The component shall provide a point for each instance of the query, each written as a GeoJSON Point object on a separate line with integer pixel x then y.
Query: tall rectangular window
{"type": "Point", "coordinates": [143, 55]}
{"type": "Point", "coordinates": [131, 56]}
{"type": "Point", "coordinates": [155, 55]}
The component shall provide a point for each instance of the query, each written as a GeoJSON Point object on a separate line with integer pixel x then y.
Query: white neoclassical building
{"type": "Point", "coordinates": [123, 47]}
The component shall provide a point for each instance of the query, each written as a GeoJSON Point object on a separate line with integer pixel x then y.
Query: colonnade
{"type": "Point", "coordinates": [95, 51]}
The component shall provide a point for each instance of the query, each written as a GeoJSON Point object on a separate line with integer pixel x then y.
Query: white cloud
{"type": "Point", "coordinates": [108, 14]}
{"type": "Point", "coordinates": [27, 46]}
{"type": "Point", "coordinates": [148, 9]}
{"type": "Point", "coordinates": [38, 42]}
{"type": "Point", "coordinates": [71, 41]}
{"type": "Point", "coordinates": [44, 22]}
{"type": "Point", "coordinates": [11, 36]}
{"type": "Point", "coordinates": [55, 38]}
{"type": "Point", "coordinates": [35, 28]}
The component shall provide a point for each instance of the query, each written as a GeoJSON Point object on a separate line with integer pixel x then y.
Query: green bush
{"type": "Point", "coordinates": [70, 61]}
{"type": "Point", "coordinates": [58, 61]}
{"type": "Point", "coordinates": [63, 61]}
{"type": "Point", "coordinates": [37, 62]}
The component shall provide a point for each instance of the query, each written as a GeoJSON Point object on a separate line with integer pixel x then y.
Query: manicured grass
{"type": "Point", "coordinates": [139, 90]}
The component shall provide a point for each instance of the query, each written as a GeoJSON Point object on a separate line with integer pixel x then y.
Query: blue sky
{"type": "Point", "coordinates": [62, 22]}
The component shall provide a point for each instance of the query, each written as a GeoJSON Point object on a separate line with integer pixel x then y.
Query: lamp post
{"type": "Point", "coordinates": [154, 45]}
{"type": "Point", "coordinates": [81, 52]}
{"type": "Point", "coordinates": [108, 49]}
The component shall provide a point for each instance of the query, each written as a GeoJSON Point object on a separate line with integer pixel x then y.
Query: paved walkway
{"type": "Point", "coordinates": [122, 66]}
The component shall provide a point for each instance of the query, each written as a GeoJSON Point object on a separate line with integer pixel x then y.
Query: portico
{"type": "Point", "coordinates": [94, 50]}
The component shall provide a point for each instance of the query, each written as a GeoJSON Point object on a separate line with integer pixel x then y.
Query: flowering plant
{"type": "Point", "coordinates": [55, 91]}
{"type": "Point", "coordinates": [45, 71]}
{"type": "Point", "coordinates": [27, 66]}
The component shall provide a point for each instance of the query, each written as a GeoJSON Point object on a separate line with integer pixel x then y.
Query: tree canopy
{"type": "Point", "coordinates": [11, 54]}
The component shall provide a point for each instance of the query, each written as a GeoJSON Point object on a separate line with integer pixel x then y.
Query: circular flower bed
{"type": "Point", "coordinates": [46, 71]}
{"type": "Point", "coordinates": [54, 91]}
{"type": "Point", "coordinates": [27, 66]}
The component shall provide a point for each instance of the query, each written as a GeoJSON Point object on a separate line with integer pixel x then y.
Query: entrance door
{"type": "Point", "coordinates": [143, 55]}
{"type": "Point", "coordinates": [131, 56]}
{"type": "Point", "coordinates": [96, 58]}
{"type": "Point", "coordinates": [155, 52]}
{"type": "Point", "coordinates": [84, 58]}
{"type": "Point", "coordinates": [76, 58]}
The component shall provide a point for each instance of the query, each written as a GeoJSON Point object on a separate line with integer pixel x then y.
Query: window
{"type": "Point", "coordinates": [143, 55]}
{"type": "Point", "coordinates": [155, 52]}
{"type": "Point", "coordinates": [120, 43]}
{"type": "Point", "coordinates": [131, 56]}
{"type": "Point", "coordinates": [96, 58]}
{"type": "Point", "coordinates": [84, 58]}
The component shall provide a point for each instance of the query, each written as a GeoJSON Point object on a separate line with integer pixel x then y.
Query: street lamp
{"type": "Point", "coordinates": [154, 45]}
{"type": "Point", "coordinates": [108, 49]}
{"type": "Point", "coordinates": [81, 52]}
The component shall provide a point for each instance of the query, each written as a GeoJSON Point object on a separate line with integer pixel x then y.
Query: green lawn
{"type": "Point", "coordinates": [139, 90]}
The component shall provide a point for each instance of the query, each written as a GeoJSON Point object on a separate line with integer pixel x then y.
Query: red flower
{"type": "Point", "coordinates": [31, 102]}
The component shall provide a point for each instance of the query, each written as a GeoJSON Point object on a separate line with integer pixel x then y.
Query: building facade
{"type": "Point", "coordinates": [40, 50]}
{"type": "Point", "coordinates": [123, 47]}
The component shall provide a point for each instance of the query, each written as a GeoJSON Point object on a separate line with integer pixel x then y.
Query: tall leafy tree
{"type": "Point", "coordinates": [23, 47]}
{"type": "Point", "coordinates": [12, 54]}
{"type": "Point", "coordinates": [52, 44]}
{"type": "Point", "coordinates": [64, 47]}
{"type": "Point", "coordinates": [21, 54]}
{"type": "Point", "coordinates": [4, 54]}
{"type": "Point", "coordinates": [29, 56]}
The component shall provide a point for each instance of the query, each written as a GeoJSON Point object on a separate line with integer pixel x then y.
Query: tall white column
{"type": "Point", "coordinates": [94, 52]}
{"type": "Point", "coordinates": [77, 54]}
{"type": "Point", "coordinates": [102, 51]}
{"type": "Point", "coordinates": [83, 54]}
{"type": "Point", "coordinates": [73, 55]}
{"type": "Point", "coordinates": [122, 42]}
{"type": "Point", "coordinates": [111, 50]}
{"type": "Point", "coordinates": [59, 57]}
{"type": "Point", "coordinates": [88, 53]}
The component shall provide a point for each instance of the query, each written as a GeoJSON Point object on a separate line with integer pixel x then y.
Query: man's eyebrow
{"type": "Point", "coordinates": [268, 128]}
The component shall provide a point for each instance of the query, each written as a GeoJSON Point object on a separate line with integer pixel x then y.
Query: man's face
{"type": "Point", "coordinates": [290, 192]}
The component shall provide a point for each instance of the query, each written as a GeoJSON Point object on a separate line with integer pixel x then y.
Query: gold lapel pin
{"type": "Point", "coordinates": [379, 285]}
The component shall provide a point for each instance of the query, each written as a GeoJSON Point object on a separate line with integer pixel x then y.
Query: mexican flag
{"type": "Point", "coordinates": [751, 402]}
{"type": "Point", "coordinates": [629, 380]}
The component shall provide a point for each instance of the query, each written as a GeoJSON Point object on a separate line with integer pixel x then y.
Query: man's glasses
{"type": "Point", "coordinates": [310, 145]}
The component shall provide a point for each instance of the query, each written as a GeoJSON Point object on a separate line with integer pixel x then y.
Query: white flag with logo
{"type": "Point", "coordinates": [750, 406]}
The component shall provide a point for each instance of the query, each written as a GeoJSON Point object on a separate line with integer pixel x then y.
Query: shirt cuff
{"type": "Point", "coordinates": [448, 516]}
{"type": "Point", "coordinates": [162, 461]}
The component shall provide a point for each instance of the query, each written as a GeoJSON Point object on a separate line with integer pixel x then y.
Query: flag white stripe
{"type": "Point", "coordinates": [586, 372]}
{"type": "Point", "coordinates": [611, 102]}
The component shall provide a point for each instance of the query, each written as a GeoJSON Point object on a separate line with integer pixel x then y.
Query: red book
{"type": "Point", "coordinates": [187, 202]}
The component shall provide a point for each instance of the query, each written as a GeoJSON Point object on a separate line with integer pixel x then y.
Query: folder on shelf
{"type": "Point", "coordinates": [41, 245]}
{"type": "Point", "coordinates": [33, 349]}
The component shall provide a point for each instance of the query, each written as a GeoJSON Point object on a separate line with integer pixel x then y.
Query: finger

──────────────────────────────

Copy out the entire material verbatim.

The component shall provide a point for each instance of the query, each written as a GeoJSON Point object on a separate line with integer pixel x then y.
Query: tall rectangular window
{"type": "Point", "coordinates": [143, 55]}
{"type": "Point", "coordinates": [131, 56]}
{"type": "Point", "coordinates": [155, 55]}
The component shall provide a point for each instance of the query, each written as a GeoJSON Point object on a separate line with integer pixel x then y.
Query: white neoclassical building
{"type": "Point", "coordinates": [123, 47]}
The component shall provide a point for each instance of the query, each written as a GeoJSON Point object on a separate line with integer pixel x then y.
Query: colonnade
{"type": "Point", "coordinates": [95, 51]}
The component shall provide a point for each instance of the query, each written as a GeoJSON Point object on a separate line with integer pixel x then y.
Query: white cloud
{"type": "Point", "coordinates": [108, 14]}
{"type": "Point", "coordinates": [27, 46]}
{"type": "Point", "coordinates": [148, 9]}
{"type": "Point", "coordinates": [38, 42]}
{"type": "Point", "coordinates": [71, 41]}
{"type": "Point", "coordinates": [44, 22]}
{"type": "Point", "coordinates": [11, 36]}
{"type": "Point", "coordinates": [55, 38]}
{"type": "Point", "coordinates": [35, 28]}
The component shall provide a point for each instance of the query, each written as a GeoJSON Point object on a separate line with integer pixel x then y.
Query: green bush
{"type": "Point", "coordinates": [70, 61]}
{"type": "Point", "coordinates": [58, 61]}
{"type": "Point", "coordinates": [63, 61]}
{"type": "Point", "coordinates": [37, 62]}
The component shall provide a point for each instance of the query, each written as a GeoJSON Point object on a separate line with integer pixel x then y.
Query: manicured grass
{"type": "Point", "coordinates": [139, 90]}
The component shall provide a point for each instance of the query, each written as a GeoJSON Point object on a separate line with integer pixel x then y.
Query: blue sky
{"type": "Point", "coordinates": [62, 22]}
The component shall provide a point for each instance of the query, each written as a GeoJSON Point object on a separate line with integer pixel x then y.
Query: lamp post
{"type": "Point", "coordinates": [154, 45]}
{"type": "Point", "coordinates": [81, 52]}
{"type": "Point", "coordinates": [108, 49]}
The component shall provide a point for each instance of the query, each written as a GeoJSON Point object on a separate line with integer pixel x then y.
Query: paved walkway
{"type": "Point", "coordinates": [122, 66]}
The component shall provide a point for each instance of the query, each written as a GeoJSON Point object on a separate line with integer pixel x then y.
Query: portico
{"type": "Point", "coordinates": [94, 50]}
The component shall provide a point for each instance of the query, each written as a GeoJSON Point object on a separate line with integer pixel x then y.
Query: flowering plant
{"type": "Point", "coordinates": [55, 91]}
{"type": "Point", "coordinates": [45, 71]}
{"type": "Point", "coordinates": [27, 66]}
The component shall provide a point for each instance of the query, each written as a GeoJSON Point object on a separate line with integer pixel x then y.
Query: tree canopy
{"type": "Point", "coordinates": [11, 54]}
The component shall provide a point for each instance of the query, each written as a GeoJSON Point object on a separate line with integer pixel x then y.
Query: circular flower bed
{"type": "Point", "coordinates": [46, 71]}
{"type": "Point", "coordinates": [54, 91]}
{"type": "Point", "coordinates": [27, 66]}
The component shall provide a point for each instance of the query, each written as a GeoJSON Point object on a separate line with integer pixel x then y.
Query: entrance door
{"type": "Point", "coordinates": [143, 55]}
{"type": "Point", "coordinates": [131, 56]}
{"type": "Point", "coordinates": [96, 58]}
{"type": "Point", "coordinates": [155, 52]}
{"type": "Point", "coordinates": [84, 58]}
{"type": "Point", "coordinates": [76, 58]}
The component shall provide a point for each instance of the query, each written as a GeoJSON Point object on a separate line with integer pixel x then y.
Query: window
{"type": "Point", "coordinates": [143, 55]}
{"type": "Point", "coordinates": [155, 52]}
{"type": "Point", "coordinates": [120, 43]}
{"type": "Point", "coordinates": [131, 56]}
{"type": "Point", "coordinates": [96, 58]}
{"type": "Point", "coordinates": [84, 58]}
The component shall provide a point for each instance of the query, each written as a GeoJSON Point object on a separate line with integer pixel x then y.
Query: street lamp
{"type": "Point", "coordinates": [154, 45]}
{"type": "Point", "coordinates": [108, 49]}
{"type": "Point", "coordinates": [81, 52]}
The component shall provide a point for each instance of the query, each written as a GeoJSON Point object on a separate line with integer pixel x then y.
Query: green lawn
{"type": "Point", "coordinates": [139, 90]}
The component shall provide a point for each instance of the query, each written as a GeoJSON Point object on a separate line with integer pixel x then y.
Query: red flower
{"type": "Point", "coordinates": [31, 102]}
The component shall provide a point for each instance of the query, each written as a GeoJSON Point object on a separate line with integer pixel x then y.
Query: building facade
{"type": "Point", "coordinates": [40, 50]}
{"type": "Point", "coordinates": [123, 47]}
The component shall provide a point for each instance of the query, each written as a GeoJSON Point object on a separate line with integer pixel x then y.
Query: tall leafy tree
{"type": "Point", "coordinates": [23, 47]}
{"type": "Point", "coordinates": [12, 54]}
{"type": "Point", "coordinates": [52, 44]}
{"type": "Point", "coordinates": [64, 47]}
{"type": "Point", "coordinates": [21, 54]}
{"type": "Point", "coordinates": [4, 54]}
{"type": "Point", "coordinates": [29, 56]}
The component shall provide a point for each instance of the query, each written as a GeoJSON Point object on a separate line with integer pixel x then y.
Query: tall white column
{"type": "Point", "coordinates": [94, 52]}
{"type": "Point", "coordinates": [77, 54]}
{"type": "Point", "coordinates": [102, 51]}
{"type": "Point", "coordinates": [83, 54]}
{"type": "Point", "coordinates": [73, 55]}
{"type": "Point", "coordinates": [122, 42]}
{"type": "Point", "coordinates": [111, 50]}
{"type": "Point", "coordinates": [59, 57]}
{"type": "Point", "coordinates": [88, 53]}
The component shall provide a point for each instance of the query, each written as a GeoJSON Point object on a separate line with integer pixel x then y.
Query: man's eyebrow
{"type": "Point", "coordinates": [268, 128]}
The component shall provide a point for each instance of the query, each written as a GeoJSON Point object on a separate line with integer pixel x then y.
Query: man's face
{"type": "Point", "coordinates": [290, 192]}
The component shall provide a point for each instance of the query, each written as a GeoJSON Point object on a separate line with integer pixel x then y.
Query: gold lapel pin
{"type": "Point", "coordinates": [379, 285]}
The component shall provide a point for each instance of the query, each written as a GeoJSON Point object on a separate line with integer pixel x then y.
Query: mexican flag
{"type": "Point", "coordinates": [751, 402]}
{"type": "Point", "coordinates": [629, 380]}
The component shall provide a point for each instance of the query, each written as a GeoJSON Point object on a separate line with integer pixel x then y.
Query: man's glasses
{"type": "Point", "coordinates": [310, 145]}
The component shall provide a point for each instance of the query, each written as a GeoJSON Point object on a separate line with integer pixel x then y.
Query: white flag with logo
{"type": "Point", "coordinates": [750, 406]}
The component shall provide a point for each instance of the query, each written as a GeoJSON Point object on a separate line with integer pixel x then y.
Query: shirt cuff
{"type": "Point", "coordinates": [448, 516]}
{"type": "Point", "coordinates": [162, 461]}
The component shall provide a point for each instance of the query, each written as a GeoJSON Point object on a separate line with integer pixel x then y.
Query: flag white stripe
{"type": "Point", "coordinates": [586, 372]}
{"type": "Point", "coordinates": [611, 102]}
The component shall provide a point for each instance of the query, each written as a GeoJSON Point object on a separate line with integer pixel x then y.
Query: red book
{"type": "Point", "coordinates": [187, 202]}
The component shall provide a point for each instance of the query, each written as a GeoJSON Point object on a separate line with integer pixel x then y.
Query: folder on shelf
{"type": "Point", "coordinates": [41, 245]}
{"type": "Point", "coordinates": [33, 349]}
The component shall provide a point for each instance of the query, each written as a GeoJSON Point object on a separate line with integer pixel x then y.
Query: finger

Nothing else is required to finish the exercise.